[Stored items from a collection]
+ + + + + + +

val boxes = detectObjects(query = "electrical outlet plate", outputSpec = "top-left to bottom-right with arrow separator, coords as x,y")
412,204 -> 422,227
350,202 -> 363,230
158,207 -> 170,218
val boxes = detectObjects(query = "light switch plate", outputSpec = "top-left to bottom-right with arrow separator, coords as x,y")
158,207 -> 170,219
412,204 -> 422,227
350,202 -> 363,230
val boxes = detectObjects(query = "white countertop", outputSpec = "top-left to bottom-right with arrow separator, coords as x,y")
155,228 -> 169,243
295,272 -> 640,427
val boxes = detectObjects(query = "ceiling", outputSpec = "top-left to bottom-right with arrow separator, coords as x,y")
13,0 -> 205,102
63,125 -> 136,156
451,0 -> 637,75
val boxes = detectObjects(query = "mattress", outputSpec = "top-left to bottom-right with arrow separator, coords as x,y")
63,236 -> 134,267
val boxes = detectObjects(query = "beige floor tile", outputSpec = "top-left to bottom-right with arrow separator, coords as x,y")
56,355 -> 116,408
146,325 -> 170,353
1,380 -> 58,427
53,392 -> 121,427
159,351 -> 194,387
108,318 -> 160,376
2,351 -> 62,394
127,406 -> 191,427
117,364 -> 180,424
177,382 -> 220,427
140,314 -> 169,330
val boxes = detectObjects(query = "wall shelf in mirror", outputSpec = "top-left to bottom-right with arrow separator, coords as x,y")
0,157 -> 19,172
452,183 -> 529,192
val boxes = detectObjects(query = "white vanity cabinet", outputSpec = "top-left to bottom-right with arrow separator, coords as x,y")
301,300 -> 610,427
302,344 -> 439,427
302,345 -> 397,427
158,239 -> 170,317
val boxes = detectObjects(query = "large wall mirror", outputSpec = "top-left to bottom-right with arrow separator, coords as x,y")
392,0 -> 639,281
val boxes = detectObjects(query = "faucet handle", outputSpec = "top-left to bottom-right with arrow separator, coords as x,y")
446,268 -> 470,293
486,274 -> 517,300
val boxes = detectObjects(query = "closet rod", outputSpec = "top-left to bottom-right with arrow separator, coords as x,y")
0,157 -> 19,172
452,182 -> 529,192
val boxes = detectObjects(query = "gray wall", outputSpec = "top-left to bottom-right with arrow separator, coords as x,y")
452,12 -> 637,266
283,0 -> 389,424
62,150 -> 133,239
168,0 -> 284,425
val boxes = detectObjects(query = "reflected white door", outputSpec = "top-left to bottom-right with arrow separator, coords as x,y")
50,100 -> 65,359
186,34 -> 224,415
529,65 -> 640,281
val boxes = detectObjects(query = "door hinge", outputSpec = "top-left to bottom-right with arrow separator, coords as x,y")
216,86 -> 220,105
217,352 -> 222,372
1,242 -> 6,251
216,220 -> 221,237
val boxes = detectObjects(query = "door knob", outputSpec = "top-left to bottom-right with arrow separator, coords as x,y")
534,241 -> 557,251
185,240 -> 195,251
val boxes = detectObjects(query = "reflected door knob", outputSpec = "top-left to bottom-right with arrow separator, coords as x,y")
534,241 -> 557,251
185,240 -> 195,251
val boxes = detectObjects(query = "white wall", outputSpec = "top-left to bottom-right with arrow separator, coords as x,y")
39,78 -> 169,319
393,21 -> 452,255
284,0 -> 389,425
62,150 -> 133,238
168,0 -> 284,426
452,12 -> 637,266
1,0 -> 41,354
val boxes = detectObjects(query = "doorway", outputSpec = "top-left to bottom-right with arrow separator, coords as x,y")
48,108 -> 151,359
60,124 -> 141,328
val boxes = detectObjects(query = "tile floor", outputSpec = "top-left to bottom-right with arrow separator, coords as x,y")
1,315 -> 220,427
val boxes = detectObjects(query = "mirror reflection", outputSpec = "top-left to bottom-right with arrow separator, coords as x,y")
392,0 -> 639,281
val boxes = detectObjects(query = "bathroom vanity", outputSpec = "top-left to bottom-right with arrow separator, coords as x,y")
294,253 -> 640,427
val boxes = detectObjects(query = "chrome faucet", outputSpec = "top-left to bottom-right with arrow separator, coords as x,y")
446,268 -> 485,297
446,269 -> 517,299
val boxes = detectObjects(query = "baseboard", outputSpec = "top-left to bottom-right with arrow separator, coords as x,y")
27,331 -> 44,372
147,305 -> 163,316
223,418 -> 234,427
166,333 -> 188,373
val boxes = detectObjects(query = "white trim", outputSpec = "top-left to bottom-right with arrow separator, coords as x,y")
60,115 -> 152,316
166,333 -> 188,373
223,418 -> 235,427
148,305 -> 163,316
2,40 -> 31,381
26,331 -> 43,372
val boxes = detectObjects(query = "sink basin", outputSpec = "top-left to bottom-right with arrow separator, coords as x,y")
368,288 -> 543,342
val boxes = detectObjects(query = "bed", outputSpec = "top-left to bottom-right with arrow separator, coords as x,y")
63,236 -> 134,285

+ + + + + + +

**What is needed**
Nothing in the records may be dropped; reproduce them exactly.

**Output**
val boxes = detectObjects(query = "electrical outlet plate", outputSpec = "top-left to bottom-right with arrow separator, coords as x,y")
412,204 -> 422,227
350,202 -> 363,230
158,207 -> 170,218
val boxes = detectObjects(query = "light switch plate", outputSpec = "top-left to bottom-right with arrow separator, coords as x,y")
158,207 -> 170,219
412,204 -> 422,227
350,202 -> 363,230
val boxes = detectObjects(query = "white countertop", outputSpec = "top-left to bottom-right with arrow separator, coords as x,y")
155,228 -> 169,243
295,272 -> 640,427
val boxes = detectObjects(query = "ceiling", outputSpec = "top-left to bottom-right with arrow separator, coords as x,y")
13,0 -> 205,102
63,125 -> 136,156
451,0 -> 637,75
val boxes = detectObjects(query = "mattress", outputSpec = "top-left to bottom-right with arrow separator, coords as x,y")
63,236 -> 134,267
val boxes = detectObjects(query = "beige floor tile", outputSpec = "top-left to bottom-right with arrow separator, coords as x,y")
56,355 -> 116,408
146,325 -> 170,353
1,380 -> 58,427
53,392 -> 121,427
159,351 -> 194,387
108,318 -> 160,376
2,351 -> 62,394
127,406 -> 191,427
117,364 -> 180,424
177,382 -> 220,427
140,314 -> 169,330
val boxes = detectObjects(query = "wall shelf in mirror", outputSpec = "top-left to bottom-right with arrow separator, coords as x,y")
0,157 -> 19,172
452,183 -> 529,192
val boxes = detectObjects(query = "white vanity cabinet", outputSpec = "top-left to bottom-right with arrow separator, coords as x,y")
301,300 -> 610,427
302,344 -> 439,427
302,345 -> 397,427
158,239 -> 170,317
val boxes = detectObjects(query = "large wall mirror", outputSpec = "top-left to bottom-right with arrow separator, coords as x,y")
392,0 -> 639,281
val boxes = detectObjects(query = "faucet handle", outputSpec = "top-left to bottom-right with arrow separator, coords as x,y")
446,268 -> 470,293
486,274 -> 517,300
val boxes = detectObjects(query = "closet rod", outputSpec = "top-left to bottom-right with arrow separator, coords as x,y")
0,157 -> 19,172
452,182 -> 529,192
val boxes = detectObjects(query = "gray wall", outputSpec = "top-left to bottom-right with arrow separator, coords as x,y")
452,12 -> 637,266
283,0 -> 389,424
62,150 -> 133,239
168,0 -> 284,425
val boxes = detectObjects(query = "reflected white door", outputSpec = "top-left to bottom-right with arrow separator, coords as x,y")
50,100 -> 65,359
186,34 -> 224,415
529,65 -> 640,281
val boxes = detectObjects(query = "door hinge", outputSpec = "top-left to bottom-right with arrow separator, coords as x,y")
216,86 -> 220,105
217,352 -> 222,372
1,242 -> 6,251
216,220 -> 221,237
val boxes = detectObjects(query = "door knob", outputSpec = "top-left to bottom-right with arrow separator, coords as x,y")
534,241 -> 557,251
185,240 -> 195,251
val boxes = detectObjects(query = "reflected door knob", outputSpec = "top-left to bottom-right with arrow separator, coords as x,y")
534,241 -> 557,251
185,240 -> 195,251
val boxes = detectObjects(query = "white wall", outputSpec = "top-left to bottom-right with arrow separator, coords as x,y")
39,78 -> 169,319
393,21 -> 452,255
284,0 -> 389,425
62,150 -> 133,238
168,0 -> 284,426
452,12 -> 637,266
1,0 -> 41,354
val boxes = detectObjects(query = "doorway", outputSpec = "top-left to bottom-right with arrow separator, coords as x,y")
48,108 -> 151,359
60,124 -> 141,328
val boxes = detectObjects(query = "tile floor", outputSpec = "top-left to bottom-right with arrow separator, coords as x,y")
1,315 -> 220,427
val boxes = detectObjects(query = "mirror reflection", outputSpec = "top-left to bottom-right with arrow separator, coords as x,y")
392,0 -> 639,281
val boxes = detectObjects(query = "bathroom vanity", outputSpec = "top-left to bottom-right with arrow separator, coords as x,y")
294,253 -> 640,427
val boxes = detectObjects(query = "chrome faucet", outputSpec = "top-left to bottom-right with arrow separator, coords as x,y")
446,268 -> 485,297
446,269 -> 517,299
val boxes = detectObjects(query = "baseboard", outputSpec = "top-left to bottom-right with arrow separator, coords as x,y")
27,331 -> 44,372
147,305 -> 163,316
223,418 -> 234,427
166,333 -> 188,373
val boxes = detectObjects(query = "white trim", outputSpec = "top-left to bottom-right with arrow separator, coords as x,y")
60,115 -> 152,316
166,333 -> 188,373
223,418 -> 235,427
148,305 -> 163,316
2,40 -> 31,381
26,331 -> 43,372
val boxes = detectObjects(query = "sink basin", outputSpec = "top-left to bottom-right with arrow separator, coords as x,y")
368,288 -> 543,342
val boxes = detectObjects(query = "bed", outputSpec = "top-left to bottom-right with arrow separator, coords as x,y")
63,236 -> 134,285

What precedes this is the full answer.